— What the task requires —
Search the listing below, and show each line that includes the word "fill".

— Exercise input —

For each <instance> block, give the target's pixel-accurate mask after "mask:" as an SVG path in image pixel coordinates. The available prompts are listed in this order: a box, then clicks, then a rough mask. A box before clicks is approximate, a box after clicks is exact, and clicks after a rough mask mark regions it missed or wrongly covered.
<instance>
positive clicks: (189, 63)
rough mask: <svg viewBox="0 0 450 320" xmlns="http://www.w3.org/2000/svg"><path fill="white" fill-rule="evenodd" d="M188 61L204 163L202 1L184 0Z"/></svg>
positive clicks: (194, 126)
...
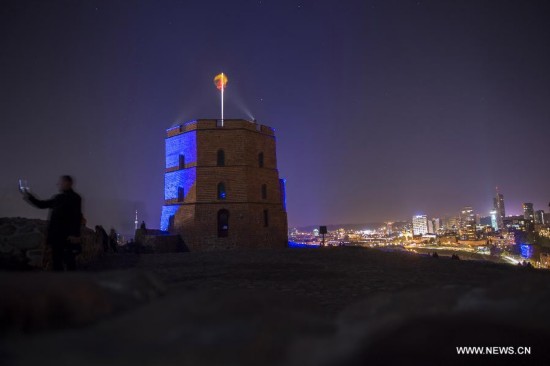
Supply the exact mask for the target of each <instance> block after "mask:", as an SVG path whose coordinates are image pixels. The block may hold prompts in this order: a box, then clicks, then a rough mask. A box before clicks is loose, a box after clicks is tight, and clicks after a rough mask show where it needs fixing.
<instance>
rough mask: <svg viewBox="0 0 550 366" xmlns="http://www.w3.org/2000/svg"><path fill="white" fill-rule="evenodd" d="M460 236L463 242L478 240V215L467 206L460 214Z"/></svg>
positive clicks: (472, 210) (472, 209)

— Solution to this problem —
rough mask: <svg viewBox="0 0 450 320" xmlns="http://www.w3.org/2000/svg"><path fill="white" fill-rule="evenodd" d="M188 61L204 163L202 1L184 0Z"/></svg>
rough mask: <svg viewBox="0 0 550 366" xmlns="http://www.w3.org/2000/svg"><path fill="white" fill-rule="evenodd" d="M460 236L463 242L478 240V215L467 206L460 214Z"/></svg>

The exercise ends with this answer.